Исходный текст:
>>>>

У Натальи Васильевны, тети Наташи, была малюсенькая дочка Леночка, по-домашнему Елка, — сперва новорожденная, а на следующий год ходячая. Мне было очень интересно с ней, я обожала детей. Мне не нужно было ни купания, ни гуляния, а только дайте мне маленького ребенка. Поэтому я до сих пор, когда встречаюсь с сильно пожилой дамой, внучкой Поленова, то у меня, конечно, воспоминания о младенце. Она тоже мне как-то сказала: “Вы знаете, когда вы ко мне приходите, мне хочется залезть к вам на колени”…

На втором этаже жила Елена Константиновна Малиновская, которую называли “красным директором” Большого театра. Сейчас это дико представить, но после революции встал вопрос: можно ли отменить балет в России и быть или не быть Большому театру? Всерьез обсуждалось его закрытие. И Малиновской пришлось доказывать — именно в этой формулировке, — что оставлять хотя бы на год пролетариат Москвы без Большого театра недопустимо. Можно сказать, что Большой театр она спасла…

Нас поселили на третьем этаже. И там же жил Юрий Александрович Завадский. Тогда он был молодой — тридцати с небольшим лет. Безумно красивый и интересный! Худой, стройный, с уже седеющими волнистыми волосами при молодом лице, весь просто красавец! В то время он был еще артистом Художественного театра, но уже очень скоро создал свою театральную студию. Завадский вполне с детьми общался. Правда, сам с нами не заговаривал, скорее мы его любили. Как-то играли в шахматы. А я стояла, помню, за креслом Завадского, и мне очень нравились его эти чуть седоватые волнистые пряди, зачесанные слегка набок, чтобы спрятать едва намечавшуюся лысинку. Потом он постарел, и когда стал главным режиссером театра Моссовета, уже не скрывал ни седины, ни лысины. Мне он очень нравился.

<<<<

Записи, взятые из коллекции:
>>>>

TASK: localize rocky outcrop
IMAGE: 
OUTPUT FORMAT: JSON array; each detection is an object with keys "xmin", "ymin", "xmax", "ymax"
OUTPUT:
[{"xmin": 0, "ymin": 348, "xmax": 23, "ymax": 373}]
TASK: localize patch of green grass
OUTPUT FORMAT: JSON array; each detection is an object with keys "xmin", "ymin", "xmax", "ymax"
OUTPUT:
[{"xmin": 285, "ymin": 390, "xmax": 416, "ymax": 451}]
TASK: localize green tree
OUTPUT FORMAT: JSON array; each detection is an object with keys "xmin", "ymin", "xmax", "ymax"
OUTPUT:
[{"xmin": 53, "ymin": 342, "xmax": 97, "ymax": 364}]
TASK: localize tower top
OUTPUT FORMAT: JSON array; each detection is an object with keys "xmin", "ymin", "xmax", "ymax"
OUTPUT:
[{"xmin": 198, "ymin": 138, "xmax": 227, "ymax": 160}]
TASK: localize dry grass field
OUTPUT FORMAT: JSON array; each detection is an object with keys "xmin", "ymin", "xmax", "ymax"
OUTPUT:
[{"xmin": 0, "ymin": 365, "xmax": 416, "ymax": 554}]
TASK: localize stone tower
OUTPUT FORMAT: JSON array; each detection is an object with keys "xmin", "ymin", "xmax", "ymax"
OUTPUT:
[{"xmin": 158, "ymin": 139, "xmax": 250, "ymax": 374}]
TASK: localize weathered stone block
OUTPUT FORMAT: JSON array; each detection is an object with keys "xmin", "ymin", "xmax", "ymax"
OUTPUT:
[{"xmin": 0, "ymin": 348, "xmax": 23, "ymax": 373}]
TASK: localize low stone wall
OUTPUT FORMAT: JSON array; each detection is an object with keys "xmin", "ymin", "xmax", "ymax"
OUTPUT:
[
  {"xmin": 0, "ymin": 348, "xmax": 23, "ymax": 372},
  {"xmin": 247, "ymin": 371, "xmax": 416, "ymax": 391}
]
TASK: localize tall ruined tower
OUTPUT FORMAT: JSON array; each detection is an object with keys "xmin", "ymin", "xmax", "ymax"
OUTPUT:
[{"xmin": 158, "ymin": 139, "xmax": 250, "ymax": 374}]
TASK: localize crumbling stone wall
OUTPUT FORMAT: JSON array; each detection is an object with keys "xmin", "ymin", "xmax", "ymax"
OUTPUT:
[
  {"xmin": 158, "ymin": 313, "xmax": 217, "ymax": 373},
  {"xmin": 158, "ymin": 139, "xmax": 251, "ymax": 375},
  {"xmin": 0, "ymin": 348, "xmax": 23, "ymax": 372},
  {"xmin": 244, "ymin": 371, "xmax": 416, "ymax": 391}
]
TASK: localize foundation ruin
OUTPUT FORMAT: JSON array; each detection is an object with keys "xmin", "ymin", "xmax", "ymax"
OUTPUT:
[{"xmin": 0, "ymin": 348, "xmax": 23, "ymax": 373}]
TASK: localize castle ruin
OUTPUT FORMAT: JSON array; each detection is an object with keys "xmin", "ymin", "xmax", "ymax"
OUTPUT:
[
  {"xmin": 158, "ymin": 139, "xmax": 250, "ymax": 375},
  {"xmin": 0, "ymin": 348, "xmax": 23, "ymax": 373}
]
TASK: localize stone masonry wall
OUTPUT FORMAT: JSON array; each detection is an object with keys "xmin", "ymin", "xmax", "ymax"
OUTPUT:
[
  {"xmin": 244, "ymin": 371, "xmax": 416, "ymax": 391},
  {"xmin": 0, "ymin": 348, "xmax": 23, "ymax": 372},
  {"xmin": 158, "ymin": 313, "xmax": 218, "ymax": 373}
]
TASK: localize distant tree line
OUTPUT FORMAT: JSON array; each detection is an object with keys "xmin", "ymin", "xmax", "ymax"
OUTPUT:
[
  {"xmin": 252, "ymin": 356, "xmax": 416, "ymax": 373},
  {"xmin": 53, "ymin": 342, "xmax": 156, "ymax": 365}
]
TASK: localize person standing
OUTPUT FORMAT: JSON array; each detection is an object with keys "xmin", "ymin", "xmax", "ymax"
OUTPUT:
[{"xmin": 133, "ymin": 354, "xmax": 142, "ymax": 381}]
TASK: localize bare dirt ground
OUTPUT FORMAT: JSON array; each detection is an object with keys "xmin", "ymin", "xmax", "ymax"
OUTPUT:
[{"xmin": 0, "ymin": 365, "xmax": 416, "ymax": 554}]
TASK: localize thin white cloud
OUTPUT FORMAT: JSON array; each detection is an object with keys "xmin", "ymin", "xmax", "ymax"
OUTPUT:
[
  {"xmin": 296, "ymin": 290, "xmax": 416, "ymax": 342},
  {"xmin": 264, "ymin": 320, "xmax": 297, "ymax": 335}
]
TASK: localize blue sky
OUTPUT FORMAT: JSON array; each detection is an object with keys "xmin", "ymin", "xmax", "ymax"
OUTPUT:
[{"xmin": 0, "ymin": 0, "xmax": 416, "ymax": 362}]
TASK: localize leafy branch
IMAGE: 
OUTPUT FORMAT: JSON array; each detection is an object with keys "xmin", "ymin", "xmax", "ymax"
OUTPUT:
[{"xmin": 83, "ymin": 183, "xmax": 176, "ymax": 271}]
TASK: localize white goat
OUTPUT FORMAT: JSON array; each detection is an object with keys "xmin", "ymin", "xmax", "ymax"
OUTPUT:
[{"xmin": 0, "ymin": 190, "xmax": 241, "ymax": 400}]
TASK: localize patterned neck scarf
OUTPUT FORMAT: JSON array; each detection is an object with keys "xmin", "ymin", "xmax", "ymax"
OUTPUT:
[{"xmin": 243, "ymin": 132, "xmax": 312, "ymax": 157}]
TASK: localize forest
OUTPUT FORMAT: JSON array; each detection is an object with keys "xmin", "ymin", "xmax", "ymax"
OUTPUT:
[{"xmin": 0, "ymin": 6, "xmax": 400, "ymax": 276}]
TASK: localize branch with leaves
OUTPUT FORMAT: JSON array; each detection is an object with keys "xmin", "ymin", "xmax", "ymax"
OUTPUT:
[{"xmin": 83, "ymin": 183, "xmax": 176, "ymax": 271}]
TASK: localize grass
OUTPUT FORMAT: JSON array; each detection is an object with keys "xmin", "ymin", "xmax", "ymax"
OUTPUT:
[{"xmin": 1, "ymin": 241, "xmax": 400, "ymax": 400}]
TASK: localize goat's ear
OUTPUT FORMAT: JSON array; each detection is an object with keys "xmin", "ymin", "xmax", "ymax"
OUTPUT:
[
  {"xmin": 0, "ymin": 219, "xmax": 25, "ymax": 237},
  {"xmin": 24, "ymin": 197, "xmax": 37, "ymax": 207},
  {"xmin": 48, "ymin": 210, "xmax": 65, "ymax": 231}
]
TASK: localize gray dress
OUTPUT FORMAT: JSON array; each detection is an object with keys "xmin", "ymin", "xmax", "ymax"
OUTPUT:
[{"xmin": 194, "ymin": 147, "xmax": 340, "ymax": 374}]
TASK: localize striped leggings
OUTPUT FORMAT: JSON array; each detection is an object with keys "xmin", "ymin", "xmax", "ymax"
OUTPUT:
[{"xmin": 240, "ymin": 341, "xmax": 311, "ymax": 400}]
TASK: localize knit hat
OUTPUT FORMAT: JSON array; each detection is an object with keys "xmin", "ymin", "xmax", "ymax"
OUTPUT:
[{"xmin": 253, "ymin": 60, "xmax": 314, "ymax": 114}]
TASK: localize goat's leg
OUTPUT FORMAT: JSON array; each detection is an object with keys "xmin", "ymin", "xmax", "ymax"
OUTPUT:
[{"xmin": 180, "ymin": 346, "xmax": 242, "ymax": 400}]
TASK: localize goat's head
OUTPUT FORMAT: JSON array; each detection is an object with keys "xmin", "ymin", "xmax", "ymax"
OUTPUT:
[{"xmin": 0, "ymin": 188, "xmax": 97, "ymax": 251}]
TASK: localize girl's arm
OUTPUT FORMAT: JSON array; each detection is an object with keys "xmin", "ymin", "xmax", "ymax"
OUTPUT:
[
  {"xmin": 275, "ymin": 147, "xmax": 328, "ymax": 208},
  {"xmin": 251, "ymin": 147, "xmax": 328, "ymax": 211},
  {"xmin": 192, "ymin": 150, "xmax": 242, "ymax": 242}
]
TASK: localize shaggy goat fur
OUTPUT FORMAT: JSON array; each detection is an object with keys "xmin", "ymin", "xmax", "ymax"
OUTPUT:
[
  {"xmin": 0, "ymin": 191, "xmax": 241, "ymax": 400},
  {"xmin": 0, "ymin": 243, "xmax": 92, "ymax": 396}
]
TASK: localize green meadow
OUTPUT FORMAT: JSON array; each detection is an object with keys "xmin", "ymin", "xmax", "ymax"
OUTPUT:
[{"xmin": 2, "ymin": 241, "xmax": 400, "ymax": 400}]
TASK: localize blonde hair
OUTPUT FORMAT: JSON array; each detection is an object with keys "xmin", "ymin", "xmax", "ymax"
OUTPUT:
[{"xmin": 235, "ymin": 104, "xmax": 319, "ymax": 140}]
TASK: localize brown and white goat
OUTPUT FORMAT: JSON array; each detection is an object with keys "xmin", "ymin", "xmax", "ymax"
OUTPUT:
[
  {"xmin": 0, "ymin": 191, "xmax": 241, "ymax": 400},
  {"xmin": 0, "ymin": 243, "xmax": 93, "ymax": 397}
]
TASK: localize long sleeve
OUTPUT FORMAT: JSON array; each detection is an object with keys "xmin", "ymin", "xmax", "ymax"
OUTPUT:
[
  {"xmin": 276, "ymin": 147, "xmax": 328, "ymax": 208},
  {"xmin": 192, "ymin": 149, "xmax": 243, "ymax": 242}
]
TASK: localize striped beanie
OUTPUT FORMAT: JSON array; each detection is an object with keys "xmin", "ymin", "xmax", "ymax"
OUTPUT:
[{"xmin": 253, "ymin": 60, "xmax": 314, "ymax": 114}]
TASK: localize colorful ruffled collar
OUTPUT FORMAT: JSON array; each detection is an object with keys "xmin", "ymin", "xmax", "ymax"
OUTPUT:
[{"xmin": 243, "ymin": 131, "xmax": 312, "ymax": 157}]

<<<<

Условие задания: Измените отрывок воспоминаний от слов «Нас поселили на» до слов «он очень нравился.»: поставьте «шашки» вместо «шахматы» и приведите этот фрагмент целиком.

Решение задания:
Нас поселили на третьем этаже. И там же жил Юрий Александрович Завадский. Тогда он был молодой — тридцати с небольшим лет. Безумно красивый и интересный! Худой, стройный, с уже седеющими волнистыми волосами при молодом лице, весь просто красавец! В то время он был еще артистом Художественного театра, но уже очень скоро создал свою театральную студию. Завадский вполне с детьми общался. Правда, сам с нами не заговаривал, скорее мы его любили. Как-то играли в шашки. А я стояла, помню, за креслом Завадского, и мне очень нравились его эти чуть седоватые волнистые пряди, зачесанные слегка набок, чтобы спрятать едва намечавшуюся лысинку. Потом он постарел, и когда стал главным режиссером театра Моссовета, уже не скрывал ни седины, ни лысины. Мне он очень нравился.